Task description – Copy out the whole listing below character for character, keeping every line in its original order.

-- START OF Data entries --

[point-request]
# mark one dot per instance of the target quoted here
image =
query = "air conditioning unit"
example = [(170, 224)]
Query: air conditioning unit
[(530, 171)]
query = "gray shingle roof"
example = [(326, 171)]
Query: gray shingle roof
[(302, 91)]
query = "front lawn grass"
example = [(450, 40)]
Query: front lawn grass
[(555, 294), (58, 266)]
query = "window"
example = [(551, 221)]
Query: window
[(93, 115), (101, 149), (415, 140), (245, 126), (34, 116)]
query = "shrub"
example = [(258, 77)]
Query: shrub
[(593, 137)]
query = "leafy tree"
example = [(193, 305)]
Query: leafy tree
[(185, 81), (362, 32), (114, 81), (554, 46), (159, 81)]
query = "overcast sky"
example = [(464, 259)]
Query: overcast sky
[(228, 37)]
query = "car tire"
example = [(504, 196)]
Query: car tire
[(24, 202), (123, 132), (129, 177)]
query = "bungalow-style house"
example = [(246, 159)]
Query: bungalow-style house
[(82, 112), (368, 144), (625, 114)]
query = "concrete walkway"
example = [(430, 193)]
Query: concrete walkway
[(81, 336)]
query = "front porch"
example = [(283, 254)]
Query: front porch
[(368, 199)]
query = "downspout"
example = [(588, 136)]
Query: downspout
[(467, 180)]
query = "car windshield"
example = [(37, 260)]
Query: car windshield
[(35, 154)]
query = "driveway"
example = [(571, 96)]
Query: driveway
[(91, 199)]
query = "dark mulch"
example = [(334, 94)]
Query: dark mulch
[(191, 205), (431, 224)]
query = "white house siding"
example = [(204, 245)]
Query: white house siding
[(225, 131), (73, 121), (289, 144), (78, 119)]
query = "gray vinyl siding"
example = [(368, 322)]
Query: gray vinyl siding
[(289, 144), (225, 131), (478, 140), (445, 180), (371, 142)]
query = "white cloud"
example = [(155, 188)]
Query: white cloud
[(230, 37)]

-- END OF Data entries --

Solution for this exercise –
[point-request]
# mark one dot per instance of the target quoted here
image =
query = "air conditioning unit"
example = [(170, 224)]
Query: air conditioning unit
[(530, 171)]
query = "gray shingle roof"
example = [(326, 171)]
Query: gray shingle roof
[(302, 91)]
query = "front lawn grass"
example = [(450, 40)]
Query: front lawn grass
[(555, 294), (58, 266)]
query = "window"
example = [(551, 221)]
Query: window
[(93, 115), (101, 149), (415, 140), (245, 126), (34, 116)]
query = "shrub"
example = [(258, 77)]
Query: shrub
[(593, 137)]
query = "leafy tree"
example = [(193, 305)]
Query: leafy tree
[(185, 81), (362, 32), (114, 81), (554, 46), (159, 81)]
query = "overcast sky"
example = [(464, 259)]
Query: overcast sky
[(228, 37)]
query = "car tire"
example = [(504, 196)]
Query: car tire
[(24, 202), (123, 132), (129, 177)]
query = "bungalow-style house"
example = [(246, 159)]
Query: bungalow-style house
[(82, 112), (368, 144), (625, 114)]
query = "concrete walkway"
example = [(430, 193)]
Query: concrete walkway
[(81, 336)]
query = "front porch"
example = [(283, 254)]
Query: front porch
[(368, 199)]
query = "downspout"
example = [(588, 136)]
Query: downspout
[(467, 180)]
query = "car windshield"
example = [(37, 260)]
Query: car windshield
[(35, 154)]
query = "driveway"
example = [(571, 96)]
Query: driveway
[(91, 199)]
query = "dark mulch"
example = [(334, 94)]
Query: dark mulch
[(191, 205), (431, 224)]
query = "white house siding"
example = [(204, 245)]
Query: white house siding
[(225, 131), (73, 121), (289, 144), (78, 119)]
query = "gray vinyl siding"
example = [(368, 322)]
Query: gray vinyl siding
[(289, 144), (225, 131), (478, 140), (445, 180), (371, 142)]
query = "white cloud"
example = [(155, 188)]
Query: white cloud
[(230, 37)]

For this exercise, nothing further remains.